## Entries
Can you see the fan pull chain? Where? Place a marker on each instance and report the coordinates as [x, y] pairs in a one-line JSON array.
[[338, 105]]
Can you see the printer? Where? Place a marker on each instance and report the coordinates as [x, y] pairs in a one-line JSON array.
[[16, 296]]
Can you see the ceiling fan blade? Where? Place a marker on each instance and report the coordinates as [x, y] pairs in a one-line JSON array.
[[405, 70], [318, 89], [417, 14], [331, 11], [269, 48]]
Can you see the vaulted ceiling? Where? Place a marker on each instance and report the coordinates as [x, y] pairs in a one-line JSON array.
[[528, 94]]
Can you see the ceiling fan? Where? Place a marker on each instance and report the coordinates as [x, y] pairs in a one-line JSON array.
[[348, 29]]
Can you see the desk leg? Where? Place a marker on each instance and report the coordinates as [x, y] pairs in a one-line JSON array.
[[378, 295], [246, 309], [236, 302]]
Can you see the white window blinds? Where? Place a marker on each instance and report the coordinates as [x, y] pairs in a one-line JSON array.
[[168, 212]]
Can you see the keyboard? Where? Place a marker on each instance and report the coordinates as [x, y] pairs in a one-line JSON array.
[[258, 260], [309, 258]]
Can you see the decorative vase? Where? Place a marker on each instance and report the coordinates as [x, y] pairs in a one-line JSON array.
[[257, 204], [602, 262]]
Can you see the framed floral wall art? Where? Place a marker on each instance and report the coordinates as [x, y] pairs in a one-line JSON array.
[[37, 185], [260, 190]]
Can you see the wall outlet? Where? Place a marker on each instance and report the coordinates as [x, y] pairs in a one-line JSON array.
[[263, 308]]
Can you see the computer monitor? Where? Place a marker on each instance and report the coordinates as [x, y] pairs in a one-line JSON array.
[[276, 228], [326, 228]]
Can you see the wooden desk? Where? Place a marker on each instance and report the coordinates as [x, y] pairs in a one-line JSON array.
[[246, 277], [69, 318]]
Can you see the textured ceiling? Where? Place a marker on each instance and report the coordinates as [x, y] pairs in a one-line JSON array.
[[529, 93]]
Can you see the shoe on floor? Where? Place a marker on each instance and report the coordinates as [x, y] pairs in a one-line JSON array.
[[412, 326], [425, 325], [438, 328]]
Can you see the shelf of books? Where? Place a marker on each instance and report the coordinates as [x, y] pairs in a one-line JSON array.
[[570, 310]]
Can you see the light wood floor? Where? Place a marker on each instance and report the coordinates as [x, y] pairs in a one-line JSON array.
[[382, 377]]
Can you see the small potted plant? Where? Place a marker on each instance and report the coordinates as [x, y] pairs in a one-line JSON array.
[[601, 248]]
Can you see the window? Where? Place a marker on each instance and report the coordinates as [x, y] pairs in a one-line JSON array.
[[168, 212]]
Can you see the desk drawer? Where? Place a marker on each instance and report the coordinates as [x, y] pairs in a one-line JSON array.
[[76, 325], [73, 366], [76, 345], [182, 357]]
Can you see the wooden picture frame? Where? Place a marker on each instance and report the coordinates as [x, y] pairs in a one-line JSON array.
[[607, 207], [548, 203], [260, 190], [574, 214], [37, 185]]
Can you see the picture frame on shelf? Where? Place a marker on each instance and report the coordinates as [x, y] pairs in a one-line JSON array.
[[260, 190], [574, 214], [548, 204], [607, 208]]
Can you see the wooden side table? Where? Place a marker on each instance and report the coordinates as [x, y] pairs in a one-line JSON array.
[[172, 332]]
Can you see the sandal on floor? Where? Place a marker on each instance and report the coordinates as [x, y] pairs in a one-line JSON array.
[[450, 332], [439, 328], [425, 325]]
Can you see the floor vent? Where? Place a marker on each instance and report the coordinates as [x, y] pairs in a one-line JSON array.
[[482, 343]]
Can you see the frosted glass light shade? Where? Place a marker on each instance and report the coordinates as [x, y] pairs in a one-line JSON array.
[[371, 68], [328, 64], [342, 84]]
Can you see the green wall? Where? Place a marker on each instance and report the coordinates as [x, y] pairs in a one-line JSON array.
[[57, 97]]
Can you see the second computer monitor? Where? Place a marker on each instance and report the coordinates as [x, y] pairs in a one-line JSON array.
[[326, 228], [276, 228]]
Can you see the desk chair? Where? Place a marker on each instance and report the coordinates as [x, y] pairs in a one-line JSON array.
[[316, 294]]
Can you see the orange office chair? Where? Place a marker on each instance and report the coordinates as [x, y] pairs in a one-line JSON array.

## What is needed
Return all of the records above, copied word for word with nothing added, dropped, or changed.

## Finished exercise
Can you see the fan pull chain? Where? Place a marker on each instance and report the coordinates as [x, y] pairs in a one-line JSON array.
[[338, 105]]
Can you see the printer? Where? Place a marker on each instance and report the coordinates as [x, y] pairs in a one-line JSON array.
[[16, 296]]
Can you see the ceiling fan blade? Where? Place a marker on each instance and report the coordinates as [x, y] pairs in a one-line JSON array.
[[405, 70], [318, 89], [417, 14], [331, 11], [269, 48]]
Can you see the vaulted ceiling? Where? Place a marker on each instance and report the coordinates as [x, y] pairs in a one-line JSON array.
[[528, 94]]
Can you see the ceiling fan? Where? Place a marker on each instance and report the coordinates as [x, y] pairs in a one-line JSON array.
[[348, 29]]
Can you see the desk leg? Where? Place a marker on each instance and report the coordinates as [x, y] pairs in a one-line JSON array.
[[378, 295], [246, 309], [236, 302]]
Can you see the white window blinds? Where? Place a marker on each instance and report the coordinates as [x, y] pairs in a one-line JSON array.
[[168, 212]]
Can you see the keyboard? Where? Place a marker on each instance and report the coordinates as [x, y] pairs in a one-line JSON array.
[[258, 260], [309, 258]]
Can you see the decorative vase? Where? Place a marker on each instance and report the coordinates as [x, y] pairs in a one-line JSON array.
[[257, 204], [602, 262]]
Can you see the framed floral wall art? Where? Place a marker on each instance and report the coordinates as [x, y] pairs in a one-line JSON array.
[[37, 185], [260, 190]]
Can you see the wall outlet? Where? Place a marker on each instance and report the coordinates as [x, y] pairs in a one-line JSON array.
[[263, 308]]
Can you see the computer monitor? Where? Place a marker on each instance and report the coordinates as [x, y] pairs in a one-line JSON array.
[[276, 228], [326, 228]]
Can you see the wooden desk? Where? Place a marker on each instance and report the coordinates as [x, y] pairs in a one-line JSON array.
[[246, 277], [69, 318]]
Can you see the textured ceiling? Where? Place a marker on each instance and report the coordinates as [x, y] pairs in a one-line JSON array.
[[529, 93]]
Can you see the shoe on floor? Where? Place a marker on each instance and report the coordinates as [x, y] pairs in a one-line JSON array.
[[412, 326], [425, 325], [438, 328]]
Can you see the shelf of books? Where? Place a marker on each instance and report the coordinates as [x, y] pairs in a one-line JSON array.
[[570, 310]]
Can you see the light wood floor? Where? Place a marker on each instance and report the coordinates as [x, y] pairs in a one-line JSON array.
[[382, 377]]
Can you see the small potted plant? Where? Place a marker on each instance and report the coordinates as [x, y] pairs in a one-line JSON array.
[[601, 248]]
Can you see the window? Where? Place a marker on each instance and report the coordinates as [x, y] pairs in a one-line JSON array.
[[168, 212]]
Can you see the desk drawer? Where? Place a marker on each instance and report the coordinates as [x, y] pairs in a one-line JSON array.
[[76, 325], [73, 366], [76, 345], [182, 357]]
Can you see the wooden picture frame? Where? Place a marker on each instance and report the coordinates as [x, y] pairs in a one-line JSON array.
[[607, 207], [548, 203], [260, 190], [574, 214], [37, 185]]
Can you see the picture frame on shelf? Where? Place a marker on each instance and report the coordinates as [x, y] pairs in a one-line JSON array.
[[260, 190], [574, 214], [548, 204], [607, 208]]
Can you see the wooden side table? Where? Place a marker on each instance and report the coordinates as [x, y] pairs in a one-line JSON array.
[[172, 332]]
Can you see the sandal on floor? Where? Place a marker on each instance and report the coordinates as [x, y] pairs in a one-line JSON array.
[[450, 332], [439, 328], [425, 325]]
Can you see the floor vent? Where? Place a marker on each instance and report the coordinates as [x, y] pairs in a one-line JSON array.
[[482, 343]]
Can you see the frosted glass light shade? Where? Place a marker on each instance and report the coordinates as [x, y] pairs in a one-line JSON array.
[[371, 68], [328, 64], [342, 84]]
Can you see the green wall? Where? Place a marker on each instance and report the coordinates as [x, y] pairs in a one-line JSON array.
[[57, 97]]
Can you see the second computer monitor? Where? Place a marker on each instance and report the coordinates as [x, y] pairs in a one-line JSON array.
[[326, 228], [276, 228]]
Can you see the desk chair? Where? Place a marker on each instance and report the coordinates as [x, y] pairs in a one-line JSON array.
[[316, 294]]
Can you see the orange office chair? Where? Place a marker on each instance and report the coordinates as [x, y] pairs in a one-line JSON array.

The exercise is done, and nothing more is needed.